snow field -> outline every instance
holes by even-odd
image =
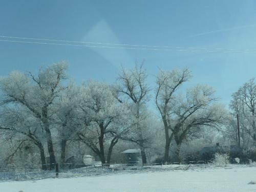
[[[1,192],[256,191],[256,167],[237,166],[0,182]]]

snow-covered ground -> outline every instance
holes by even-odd
[[[1,192],[256,191],[256,167],[233,166],[0,182]]]

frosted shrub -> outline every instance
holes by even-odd
[[[238,157],[234,158],[234,160],[237,164],[239,164],[239,163],[240,162],[240,159],[239,159]]]
[[[256,162],[252,161],[251,159],[249,159],[249,166],[256,166]]]
[[[229,164],[229,155],[228,154],[216,153],[214,154],[213,164],[216,166],[227,166]]]

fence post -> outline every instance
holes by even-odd
[[[59,164],[55,164],[55,173],[56,173],[56,177],[59,177]]]

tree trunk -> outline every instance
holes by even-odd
__________________________________________________
Instructions for the task »
List every line of the records that contains the string "snow". Case counts.

Solved exercise »
snow field -> outline every instance
snow-covered ground -> outline every instance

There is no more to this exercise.